■ SET TASKS:
1. Decide whether each statement below agrees with the article on Turkey's new intelligence chief. Answer yes or no for each, and quote the words of the article that decide it.
(a) Hakan Fidan was appointed head of the National Intelligence Organization this week.
(b) The 2003 bombings in Istanbul killed fewer than 50 people.
(c) Gareth Jenkins is a security analyst based in Ankara.
2. In the listing, take the lines from the one with "For every instance of the wood grain" through the end of the listing. Write them out again with "thickest part" replaced by "widest part" and nothing else changed.

■ EXTRACT:
Turkey appoints top spy as security threats shift
ANKARA (Reuters) - Turkey has named a foreign policy expert with close knowledge of Iran as its new top spy, as the country linking Europe with the Middle East adapts its security priorities to deal with external threats.
Hakan Fidan's appointment this week as head of the National Intelligence Organization (MIT) reflects a shift in focus from domestic issues such as Kurdish separatism to transnational threats such as al Qaeda and nuclear proliferation.
"Turkey is an international player, so it is matching its intelligence-gathering activities to its new role," said Gareth Jenkins, an Istanbul-based security analyst. "Turkey has been generally introspective but as it gets more involved outside its borders, the nature of the threat has changed."
Jenkins said bombings in Istanbul in 2003 by al Qaeda, in which more than 60 people were killed, were a "wake-up call" for an intelligence community which until then had mostly focused on separatist guerrillas of the Kurdistan Workers' Party (PKK).

■ INFORMATION SUPPLIED:
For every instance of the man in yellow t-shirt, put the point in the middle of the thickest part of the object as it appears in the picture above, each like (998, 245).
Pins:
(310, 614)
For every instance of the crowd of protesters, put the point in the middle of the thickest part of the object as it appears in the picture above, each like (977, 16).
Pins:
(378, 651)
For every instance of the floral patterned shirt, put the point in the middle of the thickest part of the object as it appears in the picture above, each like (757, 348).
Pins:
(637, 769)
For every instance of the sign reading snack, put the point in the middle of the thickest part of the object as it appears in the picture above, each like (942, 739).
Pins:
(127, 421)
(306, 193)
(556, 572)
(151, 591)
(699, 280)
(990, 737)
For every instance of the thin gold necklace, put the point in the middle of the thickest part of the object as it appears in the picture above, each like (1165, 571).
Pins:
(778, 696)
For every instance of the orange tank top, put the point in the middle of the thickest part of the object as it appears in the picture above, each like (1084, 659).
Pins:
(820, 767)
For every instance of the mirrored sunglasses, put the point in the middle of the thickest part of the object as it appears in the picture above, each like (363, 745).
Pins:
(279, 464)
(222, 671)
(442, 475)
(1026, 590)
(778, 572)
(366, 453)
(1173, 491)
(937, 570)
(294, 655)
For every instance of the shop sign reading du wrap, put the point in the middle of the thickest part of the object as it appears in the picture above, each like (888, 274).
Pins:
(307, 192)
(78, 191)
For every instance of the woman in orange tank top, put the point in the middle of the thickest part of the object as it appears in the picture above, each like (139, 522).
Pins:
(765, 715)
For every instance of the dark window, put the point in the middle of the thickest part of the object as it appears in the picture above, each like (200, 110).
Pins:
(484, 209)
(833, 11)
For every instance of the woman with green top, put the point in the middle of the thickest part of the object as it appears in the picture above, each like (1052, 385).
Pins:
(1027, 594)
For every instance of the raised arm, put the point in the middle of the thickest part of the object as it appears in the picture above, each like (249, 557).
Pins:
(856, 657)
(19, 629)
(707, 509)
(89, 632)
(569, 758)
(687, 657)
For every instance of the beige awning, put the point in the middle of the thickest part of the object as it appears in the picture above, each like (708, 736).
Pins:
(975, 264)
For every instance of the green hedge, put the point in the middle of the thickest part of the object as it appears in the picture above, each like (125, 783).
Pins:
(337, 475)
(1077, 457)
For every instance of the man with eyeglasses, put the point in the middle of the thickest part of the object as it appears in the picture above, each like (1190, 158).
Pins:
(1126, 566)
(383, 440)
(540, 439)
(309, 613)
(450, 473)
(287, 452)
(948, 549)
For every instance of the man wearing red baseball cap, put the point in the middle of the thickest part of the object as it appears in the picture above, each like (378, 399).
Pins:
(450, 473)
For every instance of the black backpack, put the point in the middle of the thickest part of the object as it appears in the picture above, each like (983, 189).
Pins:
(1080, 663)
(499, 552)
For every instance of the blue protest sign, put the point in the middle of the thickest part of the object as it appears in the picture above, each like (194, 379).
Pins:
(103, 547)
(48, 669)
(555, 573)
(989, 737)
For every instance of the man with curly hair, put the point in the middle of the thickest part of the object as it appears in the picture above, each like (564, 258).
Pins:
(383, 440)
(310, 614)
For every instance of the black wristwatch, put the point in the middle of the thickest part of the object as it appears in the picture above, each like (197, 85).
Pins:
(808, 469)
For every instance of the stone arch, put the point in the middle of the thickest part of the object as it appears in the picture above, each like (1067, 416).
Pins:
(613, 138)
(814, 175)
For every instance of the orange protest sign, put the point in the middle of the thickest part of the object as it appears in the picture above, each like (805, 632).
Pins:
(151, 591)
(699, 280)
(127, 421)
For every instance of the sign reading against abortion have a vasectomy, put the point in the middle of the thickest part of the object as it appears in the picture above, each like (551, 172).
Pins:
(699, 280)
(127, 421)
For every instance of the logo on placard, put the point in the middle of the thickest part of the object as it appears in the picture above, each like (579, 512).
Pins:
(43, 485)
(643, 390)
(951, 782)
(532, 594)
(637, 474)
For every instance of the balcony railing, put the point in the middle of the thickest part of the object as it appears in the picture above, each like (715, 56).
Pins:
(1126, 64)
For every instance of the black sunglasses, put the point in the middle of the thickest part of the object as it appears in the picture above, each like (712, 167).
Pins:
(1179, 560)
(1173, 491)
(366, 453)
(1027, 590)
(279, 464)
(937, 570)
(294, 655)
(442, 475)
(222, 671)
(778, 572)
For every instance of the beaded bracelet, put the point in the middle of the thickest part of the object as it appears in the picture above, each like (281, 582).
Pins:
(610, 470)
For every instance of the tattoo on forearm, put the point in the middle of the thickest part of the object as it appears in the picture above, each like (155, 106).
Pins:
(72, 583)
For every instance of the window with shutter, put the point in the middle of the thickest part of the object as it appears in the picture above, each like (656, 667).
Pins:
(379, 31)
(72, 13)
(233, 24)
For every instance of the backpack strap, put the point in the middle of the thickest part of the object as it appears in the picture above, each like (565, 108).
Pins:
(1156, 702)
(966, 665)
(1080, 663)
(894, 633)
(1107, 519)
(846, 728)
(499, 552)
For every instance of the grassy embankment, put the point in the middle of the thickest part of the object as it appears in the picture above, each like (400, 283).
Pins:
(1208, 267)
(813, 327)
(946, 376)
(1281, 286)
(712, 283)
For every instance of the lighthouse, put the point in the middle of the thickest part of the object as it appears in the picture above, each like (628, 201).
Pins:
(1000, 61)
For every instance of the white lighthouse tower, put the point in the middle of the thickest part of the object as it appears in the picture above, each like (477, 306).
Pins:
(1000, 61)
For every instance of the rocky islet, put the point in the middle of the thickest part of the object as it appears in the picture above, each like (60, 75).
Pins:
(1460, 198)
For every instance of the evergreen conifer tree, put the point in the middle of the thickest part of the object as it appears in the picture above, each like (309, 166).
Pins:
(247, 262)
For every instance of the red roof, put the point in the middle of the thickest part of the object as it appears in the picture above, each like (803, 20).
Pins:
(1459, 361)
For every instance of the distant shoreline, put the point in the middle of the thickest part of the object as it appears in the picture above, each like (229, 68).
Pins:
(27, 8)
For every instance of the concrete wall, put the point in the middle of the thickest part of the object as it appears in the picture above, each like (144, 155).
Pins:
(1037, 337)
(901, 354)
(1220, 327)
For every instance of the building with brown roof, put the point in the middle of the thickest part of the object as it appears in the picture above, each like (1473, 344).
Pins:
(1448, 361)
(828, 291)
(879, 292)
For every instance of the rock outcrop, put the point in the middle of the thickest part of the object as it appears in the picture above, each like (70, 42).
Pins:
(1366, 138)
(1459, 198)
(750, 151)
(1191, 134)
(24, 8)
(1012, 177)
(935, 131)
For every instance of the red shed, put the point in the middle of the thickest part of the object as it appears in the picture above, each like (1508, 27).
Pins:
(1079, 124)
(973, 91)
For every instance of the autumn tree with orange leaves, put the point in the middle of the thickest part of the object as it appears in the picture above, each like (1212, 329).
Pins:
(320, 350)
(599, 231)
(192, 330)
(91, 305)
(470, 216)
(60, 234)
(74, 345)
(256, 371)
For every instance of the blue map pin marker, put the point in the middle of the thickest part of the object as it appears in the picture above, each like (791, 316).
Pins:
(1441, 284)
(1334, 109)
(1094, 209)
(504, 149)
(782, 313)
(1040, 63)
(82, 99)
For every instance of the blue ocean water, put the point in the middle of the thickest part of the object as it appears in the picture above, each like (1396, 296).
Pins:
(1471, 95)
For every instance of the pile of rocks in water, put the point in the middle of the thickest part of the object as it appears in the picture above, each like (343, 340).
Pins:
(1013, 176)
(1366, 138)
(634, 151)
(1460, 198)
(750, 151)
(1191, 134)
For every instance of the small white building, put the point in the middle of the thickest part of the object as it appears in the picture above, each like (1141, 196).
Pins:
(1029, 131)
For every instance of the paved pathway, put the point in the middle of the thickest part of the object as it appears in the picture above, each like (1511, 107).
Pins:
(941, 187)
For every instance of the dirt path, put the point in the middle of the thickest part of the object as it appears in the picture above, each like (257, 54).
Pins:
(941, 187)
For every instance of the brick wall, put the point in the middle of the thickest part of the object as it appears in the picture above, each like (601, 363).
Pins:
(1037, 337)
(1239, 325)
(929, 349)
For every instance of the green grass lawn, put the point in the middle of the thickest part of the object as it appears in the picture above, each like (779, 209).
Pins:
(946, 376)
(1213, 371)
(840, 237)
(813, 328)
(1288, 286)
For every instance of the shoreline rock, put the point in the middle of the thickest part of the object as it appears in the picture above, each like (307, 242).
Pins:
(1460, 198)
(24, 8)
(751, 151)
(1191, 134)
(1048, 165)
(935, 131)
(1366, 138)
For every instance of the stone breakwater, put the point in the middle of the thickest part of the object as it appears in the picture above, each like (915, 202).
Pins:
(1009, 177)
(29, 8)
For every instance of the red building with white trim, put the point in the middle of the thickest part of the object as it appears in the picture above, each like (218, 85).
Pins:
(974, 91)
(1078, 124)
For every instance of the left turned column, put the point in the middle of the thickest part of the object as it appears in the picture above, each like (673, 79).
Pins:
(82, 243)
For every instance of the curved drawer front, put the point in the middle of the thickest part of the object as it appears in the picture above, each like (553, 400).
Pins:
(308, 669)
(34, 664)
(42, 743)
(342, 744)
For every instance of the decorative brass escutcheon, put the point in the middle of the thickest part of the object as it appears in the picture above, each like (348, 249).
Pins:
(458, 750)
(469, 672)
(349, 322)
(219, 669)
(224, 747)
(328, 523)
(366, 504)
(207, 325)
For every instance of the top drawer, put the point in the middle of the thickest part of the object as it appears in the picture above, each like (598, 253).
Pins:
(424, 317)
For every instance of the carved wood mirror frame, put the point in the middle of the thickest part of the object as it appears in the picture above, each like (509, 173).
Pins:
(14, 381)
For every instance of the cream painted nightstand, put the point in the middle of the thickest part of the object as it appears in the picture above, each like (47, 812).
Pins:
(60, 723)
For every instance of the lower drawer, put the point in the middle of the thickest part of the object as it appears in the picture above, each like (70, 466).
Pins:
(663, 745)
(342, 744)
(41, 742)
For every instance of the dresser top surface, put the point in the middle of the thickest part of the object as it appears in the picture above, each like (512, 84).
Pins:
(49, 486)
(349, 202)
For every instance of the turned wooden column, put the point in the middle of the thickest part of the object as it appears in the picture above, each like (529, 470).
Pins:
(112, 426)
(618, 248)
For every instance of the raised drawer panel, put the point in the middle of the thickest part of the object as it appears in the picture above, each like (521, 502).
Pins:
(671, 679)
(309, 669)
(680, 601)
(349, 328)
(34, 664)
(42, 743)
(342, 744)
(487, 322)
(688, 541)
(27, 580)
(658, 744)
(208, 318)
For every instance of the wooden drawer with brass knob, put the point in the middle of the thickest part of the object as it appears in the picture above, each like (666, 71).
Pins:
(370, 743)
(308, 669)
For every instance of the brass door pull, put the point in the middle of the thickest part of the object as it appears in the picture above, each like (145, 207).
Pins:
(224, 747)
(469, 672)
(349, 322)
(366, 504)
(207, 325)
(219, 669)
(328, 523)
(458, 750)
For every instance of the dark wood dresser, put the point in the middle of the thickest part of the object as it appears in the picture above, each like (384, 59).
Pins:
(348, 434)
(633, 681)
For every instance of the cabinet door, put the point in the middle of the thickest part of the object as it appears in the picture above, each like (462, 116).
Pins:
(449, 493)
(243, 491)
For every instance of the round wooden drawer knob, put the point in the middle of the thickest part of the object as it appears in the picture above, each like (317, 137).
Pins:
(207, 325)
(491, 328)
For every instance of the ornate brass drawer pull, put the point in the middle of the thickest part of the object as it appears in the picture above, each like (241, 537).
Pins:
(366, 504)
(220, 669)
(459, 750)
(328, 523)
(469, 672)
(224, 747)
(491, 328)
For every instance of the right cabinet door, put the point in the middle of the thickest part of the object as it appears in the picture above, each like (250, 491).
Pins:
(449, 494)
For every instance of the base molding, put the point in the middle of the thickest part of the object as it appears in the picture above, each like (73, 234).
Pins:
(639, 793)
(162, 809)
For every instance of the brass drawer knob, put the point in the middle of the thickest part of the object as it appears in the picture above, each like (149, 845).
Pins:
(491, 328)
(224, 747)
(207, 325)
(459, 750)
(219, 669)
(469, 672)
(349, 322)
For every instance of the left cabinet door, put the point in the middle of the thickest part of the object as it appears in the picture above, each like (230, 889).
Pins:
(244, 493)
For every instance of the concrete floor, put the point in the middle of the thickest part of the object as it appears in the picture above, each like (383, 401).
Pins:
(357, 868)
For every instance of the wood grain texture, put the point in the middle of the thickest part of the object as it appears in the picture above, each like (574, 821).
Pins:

■ THE ANSWERS:
1.
(a) Yes: "Hakan Fidan's appointment this week as head of the National Intelligence Organization (MIT)"
(b) No: "in which more than 60 people were killed"
(c) No: "an Istanbul-based security analyst"

2.
For every instance of the wood grain texture, put the point in the middle of the widest part of the object as it appears in the picture above, each like (574, 821).
Pins:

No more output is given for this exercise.